───── DATA RECORDS ─────

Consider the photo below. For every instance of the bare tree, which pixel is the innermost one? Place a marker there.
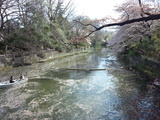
(144, 12)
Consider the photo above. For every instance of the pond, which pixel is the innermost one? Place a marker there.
(56, 93)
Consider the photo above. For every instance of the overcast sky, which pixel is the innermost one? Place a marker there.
(96, 8)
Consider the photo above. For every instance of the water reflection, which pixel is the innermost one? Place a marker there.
(60, 94)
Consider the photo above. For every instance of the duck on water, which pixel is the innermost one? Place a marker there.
(13, 81)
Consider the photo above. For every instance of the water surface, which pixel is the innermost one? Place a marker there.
(55, 93)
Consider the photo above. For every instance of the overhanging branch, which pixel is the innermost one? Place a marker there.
(150, 17)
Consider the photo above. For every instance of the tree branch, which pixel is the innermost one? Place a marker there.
(151, 17)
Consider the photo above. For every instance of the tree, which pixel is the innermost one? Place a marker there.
(146, 12)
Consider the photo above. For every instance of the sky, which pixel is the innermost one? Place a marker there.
(96, 8)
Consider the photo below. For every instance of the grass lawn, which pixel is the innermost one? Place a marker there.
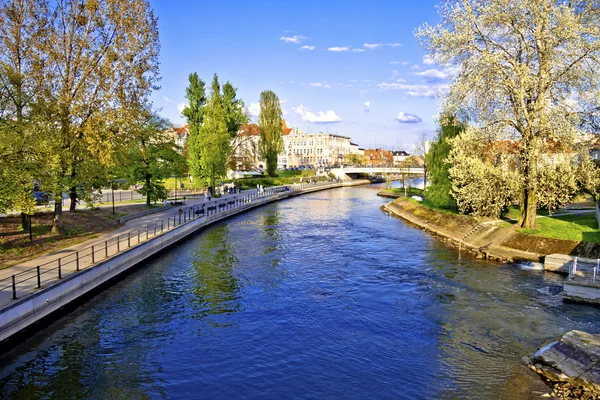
(83, 225)
(581, 228)
(171, 183)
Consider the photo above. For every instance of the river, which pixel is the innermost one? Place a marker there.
(319, 296)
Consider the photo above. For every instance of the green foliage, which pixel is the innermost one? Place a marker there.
(271, 130)
(479, 186)
(439, 190)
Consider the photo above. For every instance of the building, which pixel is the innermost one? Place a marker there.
(399, 156)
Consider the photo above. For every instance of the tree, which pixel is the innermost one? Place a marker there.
(194, 114)
(484, 183)
(101, 63)
(210, 147)
(23, 151)
(271, 130)
(439, 189)
(150, 156)
(527, 68)
(421, 149)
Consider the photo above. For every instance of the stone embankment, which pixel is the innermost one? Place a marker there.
(484, 239)
(41, 303)
(570, 365)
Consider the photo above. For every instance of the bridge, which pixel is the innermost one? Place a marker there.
(353, 172)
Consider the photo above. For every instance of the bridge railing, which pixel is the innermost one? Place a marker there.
(584, 272)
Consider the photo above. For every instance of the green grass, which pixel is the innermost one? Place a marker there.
(409, 191)
(581, 228)
(172, 182)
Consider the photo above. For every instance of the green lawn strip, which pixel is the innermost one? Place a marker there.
(582, 228)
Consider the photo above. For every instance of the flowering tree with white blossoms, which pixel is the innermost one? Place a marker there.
(528, 70)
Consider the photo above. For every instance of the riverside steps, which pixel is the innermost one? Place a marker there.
(29, 293)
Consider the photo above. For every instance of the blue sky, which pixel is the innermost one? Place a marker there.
(355, 52)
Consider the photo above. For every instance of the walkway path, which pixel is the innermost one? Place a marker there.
(68, 260)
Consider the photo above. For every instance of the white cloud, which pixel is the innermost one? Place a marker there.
(405, 118)
(253, 109)
(320, 117)
(416, 90)
(432, 75)
(296, 39)
(323, 85)
(338, 48)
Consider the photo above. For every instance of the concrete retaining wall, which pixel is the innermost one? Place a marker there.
(31, 309)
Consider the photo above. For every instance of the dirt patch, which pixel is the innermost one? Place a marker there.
(80, 226)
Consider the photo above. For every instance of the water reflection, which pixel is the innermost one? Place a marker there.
(215, 286)
(318, 296)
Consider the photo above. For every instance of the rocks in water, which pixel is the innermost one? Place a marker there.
(571, 365)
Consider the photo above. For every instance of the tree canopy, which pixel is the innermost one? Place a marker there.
(526, 70)
(271, 130)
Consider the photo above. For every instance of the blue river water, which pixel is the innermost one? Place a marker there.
(319, 296)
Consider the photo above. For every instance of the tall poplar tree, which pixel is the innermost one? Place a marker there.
(195, 94)
(24, 154)
(209, 149)
(271, 130)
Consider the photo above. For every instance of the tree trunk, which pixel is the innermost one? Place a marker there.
(528, 209)
(73, 198)
(57, 220)
(147, 191)
(24, 221)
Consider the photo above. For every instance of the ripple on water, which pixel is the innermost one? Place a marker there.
(321, 296)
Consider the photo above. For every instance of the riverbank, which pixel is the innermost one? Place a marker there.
(483, 239)
(79, 279)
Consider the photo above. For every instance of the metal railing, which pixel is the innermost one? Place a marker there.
(34, 278)
(583, 272)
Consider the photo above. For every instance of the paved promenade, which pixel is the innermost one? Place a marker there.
(83, 255)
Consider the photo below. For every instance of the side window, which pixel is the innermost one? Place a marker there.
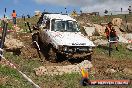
(46, 23)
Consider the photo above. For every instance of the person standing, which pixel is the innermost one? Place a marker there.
(14, 16)
(111, 35)
(130, 9)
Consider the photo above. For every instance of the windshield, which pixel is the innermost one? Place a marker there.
(65, 26)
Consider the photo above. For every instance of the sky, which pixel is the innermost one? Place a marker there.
(29, 6)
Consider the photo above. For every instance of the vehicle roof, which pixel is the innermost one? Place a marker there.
(59, 16)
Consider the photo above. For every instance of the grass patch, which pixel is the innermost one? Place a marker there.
(123, 53)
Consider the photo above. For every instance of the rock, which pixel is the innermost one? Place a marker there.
(40, 71)
(127, 71)
(110, 70)
(117, 22)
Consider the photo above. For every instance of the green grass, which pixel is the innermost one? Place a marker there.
(14, 79)
(123, 53)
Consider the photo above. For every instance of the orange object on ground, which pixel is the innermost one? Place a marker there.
(84, 73)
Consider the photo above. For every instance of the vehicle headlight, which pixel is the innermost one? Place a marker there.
(65, 48)
(62, 48)
(90, 49)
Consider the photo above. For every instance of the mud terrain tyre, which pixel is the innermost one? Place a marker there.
(52, 55)
(35, 37)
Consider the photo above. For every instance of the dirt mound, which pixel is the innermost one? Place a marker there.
(105, 66)
(60, 70)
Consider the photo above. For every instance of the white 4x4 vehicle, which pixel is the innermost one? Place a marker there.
(62, 35)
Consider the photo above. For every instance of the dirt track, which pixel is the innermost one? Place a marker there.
(100, 63)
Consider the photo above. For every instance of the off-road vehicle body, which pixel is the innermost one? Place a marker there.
(61, 34)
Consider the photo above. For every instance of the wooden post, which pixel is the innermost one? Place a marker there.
(3, 39)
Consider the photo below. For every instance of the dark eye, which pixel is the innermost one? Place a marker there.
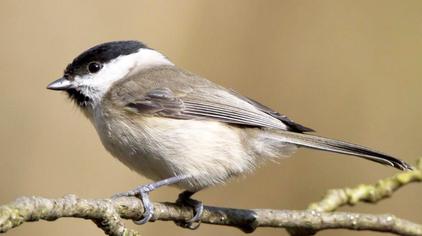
(94, 67)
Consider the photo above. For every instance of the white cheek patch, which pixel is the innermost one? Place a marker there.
(96, 85)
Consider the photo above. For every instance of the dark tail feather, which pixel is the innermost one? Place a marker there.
(331, 145)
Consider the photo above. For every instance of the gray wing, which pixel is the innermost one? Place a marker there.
(214, 104)
(293, 126)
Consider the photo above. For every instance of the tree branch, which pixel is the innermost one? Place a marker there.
(108, 213)
(384, 188)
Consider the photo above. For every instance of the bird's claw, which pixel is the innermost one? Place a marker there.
(195, 221)
(141, 192)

─────

TASK BRIEF ▸
Reproduce all of the data above word for word, but leave the pictures out of your copy.

PROBLEM SOLUTION ▸
Consider the photo below. For every instance of the bare tree, which pixel is the innermost one? Place a marker there.
(144, 12)
Consider the photo above. For every instance of the pond, which pixel is the innermost one? Place a marker there.
(56, 93)
Consider the photo above. For every instance of the overcast sky, which pixel is the innermost one? Place a marker there.
(96, 8)
Consider the photo above. For every instance of the water reflection, which pixel is the innermost one? Place a marker there.
(60, 94)
Consider the photo above. For every instance of the duck on water, which pixel is the innermost one? Place a marker there.
(13, 81)
Consider the photo above. For every instance of the water surface, which pixel is the innermost one? Place a marker there.
(55, 93)
Consider the photo above. For every instance of the overhanging branch, which pixel is the innermost one? Place a marker there.
(150, 17)
Consider the photo above. For every instance of the tree branch, which pixel is the innermost one? Place a marker there.
(151, 17)
Consider the photo above. For every instance of the tree, which pixel is the innermost one? Place a marker there.
(146, 12)
Consider the photo above. For every instance of the sky, which pixel is the innermost one? Place a marker there.
(96, 8)
Consider the photo below. For every instance of the grass lawn, which pixel is the innermost one? Place a marker there.
(83, 225)
(581, 228)
(171, 183)
Consider the photo above. For every instance of the river, which pixel is the innermost one? Place a marker there.
(319, 296)
Consider the photo above. For every instance of the green foliage, which pixel is the innermost one? Place a marker there.
(271, 130)
(479, 186)
(439, 190)
Consider the photo above. For every instance of the building, which pixel is the innermost one? Place a marker there.
(399, 156)
Consider the photo above. For every instance of the tree, which pixel is the innermost one? Place a marker there.
(194, 114)
(484, 183)
(101, 63)
(210, 147)
(23, 151)
(271, 130)
(439, 189)
(150, 156)
(527, 68)
(421, 149)
Consider the photo above. For every instance of the stone embankment, which pixel is the innermost one? Place a marker there.
(484, 239)
(41, 303)
(570, 365)
Consider the photo above. For every instance of the bridge, which pixel is the innermost one? Place a marker there.
(353, 172)
Consider the photo above. For every instance of the bridge railing, which pixel is the innermost one? Place a marker there.
(584, 272)
Consider the photo above. For every instance of the green grass, which pixel is the innermost one? Place a marker there.
(409, 191)
(581, 228)
(172, 182)
Consider the photo above. For every instance of the green lawn strip, which pixel is the innermost one? Place a marker there.
(582, 228)
Consider the photo above. For every instance of the flowering tree with white blossoms, which pixel is the innermost one? Place a marker there.
(528, 70)
Consider the photo above. For every instance of the riverside steps, which pixel is the innermost one? Place a marker there.
(29, 293)
Consider the photo above. For every instance of the blue sky, which pixel is the innermost one? Place a marker there.
(355, 52)
Consider the photo above. For every instance of the walkway path, which pixel is the innermost one? Place a marker there.
(68, 260)
Consider the photo above. For every instance of the white cloud, which pixel is the innermost one? Place a marker there.
(405, 118)
(253, 109)
(320, 117)
(416, 90)
(432, 75)
(296, 39)
(323, 85)
(338, 48)
Consider the photo above. For every instance of the concrete retaining wall, which pixel is the innermost one? Place a marker there.
(31, 309)
Consider the photo above. For every instance of the dirt patch, which pixel is the innermost one? Place a marker there.
(80, 226)
Consider the photo above. For every instance of the water reflection, which pixel is the innermost one? Place a marker there.
(215, 286)
(318, 296)
Consider the photo above. For every instance of the rocks in water, which pixel is the innermost one? Place a marker there.
(571, 365)
Consider the photo above. For every instance of the tree canopy, which pixel is the innermost one? Place a marker there.
(526, 70)
(271, 130)
Consider the photo above. For every instance of the blue river water, which pixel is the innermost one? Place a marker there.
(319, 296)
Consider the photo above. For every instance of the tall poplar tree, which pixel is the innermost one? Place a marker there.
(195, 94)
(24, 154)
(209, 149)
(271, 130)
Consider the photo above. For every instance of the tree trunk, which pixel is the innermost one? Place a marker there.
(528, 209)
(73, 198)
(57, 220)
(147, 191)
(24, 221)
Consider the photo above. For every instance of the ripple on water, which pixel is the innermost one? Place a marker there.
(321, 296)
Consider the photo above. For every instance of the riverbank, which pixel is the innermost one? Place a marker there.
(483, 239)
(79, 279)
Consider the photo above. For every instance of the metal railing, which pixel is the innermost one? Place a marker there.
(34, 278)
(583, 272)
Consider the photo above. For every instance of the paved promenade, which pixel is the innermost one? Place a marker there.
(83, 255)
Consider the photo below. For every instance of the side window, which pixel is the innermost one? Place a marker there.
(46, 23)
Consider the photo above. For every instance of the person standing, which pixel is the innermost one? Place a marker there.
(14, 16)
(111, 35)
(130, 9)
Consider the photo above. For every instance of the windshield, which pixel is the innermost one? Place a marker there.
(65, 26)
Consider the photo above. For every instance of the sky, which pixel is the innermost one? Place a marker there.
(29, 6)
Consider the photo above. For every instance of the vehicle roof, which pixel is the innermost one? Place a marker there.
(59, 16)
Consider the photo above. For every instance of the grass patch, which pixel is the innermost one? Place a marker there.
(123, 53)
Consider the photo above. For every instance of the rock, which pixel is the innermost one? Place a marker there.
(40, 71)
(127, 71)
(110, 70)
(117, 22)
Consider the photo above. For every instance of the green grass, which pixel is the innermost one? Place a marker there.
(14, 79)
(123, 53)
Consider the photo above. For every instance of the orange object on ground, which pixel is the innermost one? Place a marker there.
(84, 73)
Consider the photo above. For every instance of the vehicle headlight, which pixel is the innermost one? Place a marker there.
(65, 48)
(62, 48)
(90, 49)
Consider the photo above. For every instance of the mud terrain tyre, which pixel is the innermost one? Place a marker there.
(52, 55)
(35, 37)
Consider the photo above. For every instance of the dirt mound, which pixel is the innermost one? Place a marker there.
(105, 66)
(60, 70)
Consider the photo above. For every instance of the white 4x4 vehicle, which pixel is the innermost one? Place a marker there.
(62, 35)
Consider the photo above. For every instance of the dirt track, which pixel is the innermost one? Place a marker there.
(100, 63)
Consider the photo above. For every instance of the off-road vehicle body, which pixel is the innermost one? Place a marker there.
(61, 34)
Consider the photo above. For every instance of the wooden post, which pixel is the innermost one? Place a marker there.
(3, 39)
Consider the photo below. For every instance of the dark eye, which pixel is the innermost one? Place a marker there.
(94, 67)
Consider the photo above. For every instance of the white cheek patch, which pixel is the innermost one? Place a marker there.
(96, 85)
Consider the photo above. For every instance of the dark tail feather, which pixel is the innermost one? Place a marker there.
(331, 145)
Consider the photo above. For every instance of the gray wing, which pixel is the innermost one? Place a marker there.
(214, 104)
(293, 126)
Consider the photo above. For every instance of the tree branch, which pixel is the innermost one? Place a marker there.
(108, 213)
(384, 188)
Consider the photo above. For every instance of the bird's claw, which pixel is the innermost one? Place a marker there.
(195, 221)
(141, 192)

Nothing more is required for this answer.